▶ Given instruction
Which lines in the records below contain the string "ceiling", with case counting? Extract every such line.

---------- Material provided

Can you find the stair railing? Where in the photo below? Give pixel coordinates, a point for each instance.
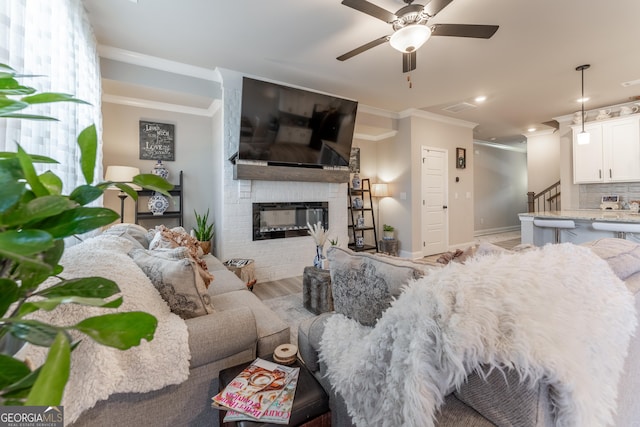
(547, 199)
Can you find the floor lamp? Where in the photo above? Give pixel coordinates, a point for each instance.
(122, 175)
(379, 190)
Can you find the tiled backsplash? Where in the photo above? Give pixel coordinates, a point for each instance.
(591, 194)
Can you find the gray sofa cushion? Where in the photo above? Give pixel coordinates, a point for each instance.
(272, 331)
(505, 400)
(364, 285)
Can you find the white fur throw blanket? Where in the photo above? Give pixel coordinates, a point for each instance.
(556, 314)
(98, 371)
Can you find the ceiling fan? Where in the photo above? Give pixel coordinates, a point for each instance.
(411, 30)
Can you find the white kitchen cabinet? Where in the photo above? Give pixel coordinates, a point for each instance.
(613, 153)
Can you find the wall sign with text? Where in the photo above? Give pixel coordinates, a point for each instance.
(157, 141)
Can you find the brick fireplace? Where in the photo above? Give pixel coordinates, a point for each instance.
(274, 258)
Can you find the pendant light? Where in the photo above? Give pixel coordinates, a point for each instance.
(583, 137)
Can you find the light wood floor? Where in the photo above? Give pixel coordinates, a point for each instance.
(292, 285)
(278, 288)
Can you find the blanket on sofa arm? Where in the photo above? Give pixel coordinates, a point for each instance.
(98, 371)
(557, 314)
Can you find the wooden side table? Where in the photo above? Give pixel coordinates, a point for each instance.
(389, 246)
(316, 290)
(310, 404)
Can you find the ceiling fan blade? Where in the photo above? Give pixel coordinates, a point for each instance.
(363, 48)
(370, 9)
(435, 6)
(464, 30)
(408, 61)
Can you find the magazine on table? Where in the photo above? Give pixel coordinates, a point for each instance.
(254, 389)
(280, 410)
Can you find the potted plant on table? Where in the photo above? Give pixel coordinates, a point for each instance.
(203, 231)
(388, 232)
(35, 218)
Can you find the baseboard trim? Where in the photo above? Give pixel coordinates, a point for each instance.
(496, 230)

--------------------
---------- Material provided

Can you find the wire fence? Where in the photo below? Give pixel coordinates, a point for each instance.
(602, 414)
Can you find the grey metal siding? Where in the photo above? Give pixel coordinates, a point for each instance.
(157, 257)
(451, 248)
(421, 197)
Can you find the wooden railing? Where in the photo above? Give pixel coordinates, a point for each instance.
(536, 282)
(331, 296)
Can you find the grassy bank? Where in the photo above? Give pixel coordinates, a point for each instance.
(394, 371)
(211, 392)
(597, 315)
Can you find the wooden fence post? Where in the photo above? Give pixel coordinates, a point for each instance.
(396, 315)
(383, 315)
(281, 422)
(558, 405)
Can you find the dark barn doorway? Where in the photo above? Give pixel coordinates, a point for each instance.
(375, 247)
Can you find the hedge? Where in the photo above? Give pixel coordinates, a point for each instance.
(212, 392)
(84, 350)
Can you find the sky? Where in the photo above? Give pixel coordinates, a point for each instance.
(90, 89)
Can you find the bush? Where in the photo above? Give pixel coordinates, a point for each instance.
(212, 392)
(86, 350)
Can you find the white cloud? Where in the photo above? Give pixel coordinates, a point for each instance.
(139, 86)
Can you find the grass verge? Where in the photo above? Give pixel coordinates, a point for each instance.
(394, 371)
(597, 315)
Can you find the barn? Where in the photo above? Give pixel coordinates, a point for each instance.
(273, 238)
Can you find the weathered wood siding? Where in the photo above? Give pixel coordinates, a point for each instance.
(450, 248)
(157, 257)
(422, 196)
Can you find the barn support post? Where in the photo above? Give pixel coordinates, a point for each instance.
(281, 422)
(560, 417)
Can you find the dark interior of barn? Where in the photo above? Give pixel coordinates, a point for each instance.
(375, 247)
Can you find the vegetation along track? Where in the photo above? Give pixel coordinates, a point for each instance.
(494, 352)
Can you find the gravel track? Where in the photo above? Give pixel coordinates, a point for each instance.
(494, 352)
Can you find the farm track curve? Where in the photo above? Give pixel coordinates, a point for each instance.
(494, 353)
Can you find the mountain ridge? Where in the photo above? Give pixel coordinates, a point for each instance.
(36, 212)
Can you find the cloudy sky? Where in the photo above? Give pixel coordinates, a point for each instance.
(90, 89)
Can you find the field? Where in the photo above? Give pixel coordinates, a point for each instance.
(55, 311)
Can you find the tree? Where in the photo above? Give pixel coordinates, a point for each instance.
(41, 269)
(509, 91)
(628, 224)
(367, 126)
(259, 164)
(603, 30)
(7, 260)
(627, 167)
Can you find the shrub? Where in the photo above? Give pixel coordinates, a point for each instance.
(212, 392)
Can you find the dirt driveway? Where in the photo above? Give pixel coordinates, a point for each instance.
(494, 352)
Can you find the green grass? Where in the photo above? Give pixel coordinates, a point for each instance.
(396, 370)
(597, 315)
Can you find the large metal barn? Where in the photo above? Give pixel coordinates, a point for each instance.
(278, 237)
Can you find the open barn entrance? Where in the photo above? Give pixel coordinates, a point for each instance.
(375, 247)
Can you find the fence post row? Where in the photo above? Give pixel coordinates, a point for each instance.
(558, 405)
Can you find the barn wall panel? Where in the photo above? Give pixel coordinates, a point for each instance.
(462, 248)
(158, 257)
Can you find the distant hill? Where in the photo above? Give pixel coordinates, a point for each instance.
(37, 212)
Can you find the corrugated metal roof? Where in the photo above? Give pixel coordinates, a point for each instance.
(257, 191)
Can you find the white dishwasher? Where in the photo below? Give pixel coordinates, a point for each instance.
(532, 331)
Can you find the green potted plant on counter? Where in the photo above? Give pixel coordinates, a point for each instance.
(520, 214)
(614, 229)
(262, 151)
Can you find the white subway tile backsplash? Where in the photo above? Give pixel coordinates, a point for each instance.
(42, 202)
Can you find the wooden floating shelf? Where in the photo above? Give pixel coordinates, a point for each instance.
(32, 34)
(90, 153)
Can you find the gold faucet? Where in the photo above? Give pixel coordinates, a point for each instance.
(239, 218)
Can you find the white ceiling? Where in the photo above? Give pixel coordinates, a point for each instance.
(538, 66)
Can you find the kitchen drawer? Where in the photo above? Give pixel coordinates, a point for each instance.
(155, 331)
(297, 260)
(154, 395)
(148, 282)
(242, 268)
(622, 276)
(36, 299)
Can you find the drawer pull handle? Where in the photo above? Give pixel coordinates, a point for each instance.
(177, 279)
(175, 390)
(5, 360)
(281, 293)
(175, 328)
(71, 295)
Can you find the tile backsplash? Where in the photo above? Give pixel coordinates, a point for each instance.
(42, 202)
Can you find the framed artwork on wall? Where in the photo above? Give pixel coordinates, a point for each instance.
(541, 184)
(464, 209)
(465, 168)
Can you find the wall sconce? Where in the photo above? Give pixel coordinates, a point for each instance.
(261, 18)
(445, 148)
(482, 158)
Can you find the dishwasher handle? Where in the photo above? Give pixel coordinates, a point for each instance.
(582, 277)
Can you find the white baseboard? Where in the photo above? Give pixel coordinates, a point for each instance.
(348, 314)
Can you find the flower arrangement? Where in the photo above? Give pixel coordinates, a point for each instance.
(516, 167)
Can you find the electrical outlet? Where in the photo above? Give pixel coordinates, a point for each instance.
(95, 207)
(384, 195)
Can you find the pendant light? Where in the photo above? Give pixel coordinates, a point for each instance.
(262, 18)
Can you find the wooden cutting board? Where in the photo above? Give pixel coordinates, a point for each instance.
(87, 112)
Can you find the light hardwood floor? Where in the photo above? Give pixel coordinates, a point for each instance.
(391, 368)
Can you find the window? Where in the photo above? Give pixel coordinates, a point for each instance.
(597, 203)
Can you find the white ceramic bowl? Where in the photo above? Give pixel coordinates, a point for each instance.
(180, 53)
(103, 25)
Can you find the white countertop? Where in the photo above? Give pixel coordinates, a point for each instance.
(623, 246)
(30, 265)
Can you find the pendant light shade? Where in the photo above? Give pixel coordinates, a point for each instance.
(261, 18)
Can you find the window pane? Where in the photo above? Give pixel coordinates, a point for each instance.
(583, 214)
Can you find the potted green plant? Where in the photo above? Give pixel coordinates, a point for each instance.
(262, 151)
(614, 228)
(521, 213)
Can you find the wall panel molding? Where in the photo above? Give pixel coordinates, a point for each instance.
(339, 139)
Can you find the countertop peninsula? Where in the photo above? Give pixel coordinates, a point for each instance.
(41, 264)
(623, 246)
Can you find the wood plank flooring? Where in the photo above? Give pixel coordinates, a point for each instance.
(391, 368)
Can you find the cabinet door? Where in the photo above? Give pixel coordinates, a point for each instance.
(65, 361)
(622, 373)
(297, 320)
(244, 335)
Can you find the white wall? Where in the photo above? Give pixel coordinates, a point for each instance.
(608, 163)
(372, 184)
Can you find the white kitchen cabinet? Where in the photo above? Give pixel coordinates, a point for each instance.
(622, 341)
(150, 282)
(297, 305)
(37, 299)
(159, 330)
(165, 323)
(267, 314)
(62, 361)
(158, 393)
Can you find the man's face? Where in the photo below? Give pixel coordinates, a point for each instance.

--------------------
---------- Material provided

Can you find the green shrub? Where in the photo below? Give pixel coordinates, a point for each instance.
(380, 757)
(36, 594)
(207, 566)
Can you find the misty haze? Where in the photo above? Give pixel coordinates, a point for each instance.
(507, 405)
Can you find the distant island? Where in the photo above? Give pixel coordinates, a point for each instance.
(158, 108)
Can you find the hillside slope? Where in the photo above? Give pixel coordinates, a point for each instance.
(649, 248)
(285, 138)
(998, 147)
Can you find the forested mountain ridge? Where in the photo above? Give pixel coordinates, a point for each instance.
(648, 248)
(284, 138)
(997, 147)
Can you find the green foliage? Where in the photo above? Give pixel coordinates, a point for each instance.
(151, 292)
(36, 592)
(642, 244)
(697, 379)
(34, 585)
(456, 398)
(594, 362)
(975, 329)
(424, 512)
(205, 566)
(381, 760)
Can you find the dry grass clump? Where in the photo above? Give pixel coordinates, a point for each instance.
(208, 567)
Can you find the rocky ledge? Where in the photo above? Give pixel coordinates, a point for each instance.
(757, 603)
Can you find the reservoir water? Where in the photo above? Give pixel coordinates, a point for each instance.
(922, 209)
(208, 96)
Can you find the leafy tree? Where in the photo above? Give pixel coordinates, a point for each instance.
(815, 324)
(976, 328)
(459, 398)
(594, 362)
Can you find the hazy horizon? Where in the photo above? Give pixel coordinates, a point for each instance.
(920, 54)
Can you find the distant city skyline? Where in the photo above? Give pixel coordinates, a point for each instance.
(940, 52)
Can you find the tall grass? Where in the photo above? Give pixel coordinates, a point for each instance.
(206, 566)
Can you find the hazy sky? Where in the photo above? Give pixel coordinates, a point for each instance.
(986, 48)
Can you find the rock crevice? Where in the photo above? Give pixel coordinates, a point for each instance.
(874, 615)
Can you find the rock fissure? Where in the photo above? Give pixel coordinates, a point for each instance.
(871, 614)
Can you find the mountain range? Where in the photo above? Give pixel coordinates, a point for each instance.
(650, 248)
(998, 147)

--------------------

▶ Task response
Can you find the ceiling fan? Where in the photo above? Give pixel coordinates, a point for each instance.
Can you find the ceiling fan blade? Where in the photo above? Give pixel coordinates, a point for each instance.
Can you find the white ceiling? Where in the photo above? Give pixel coordinates, a point for each instance.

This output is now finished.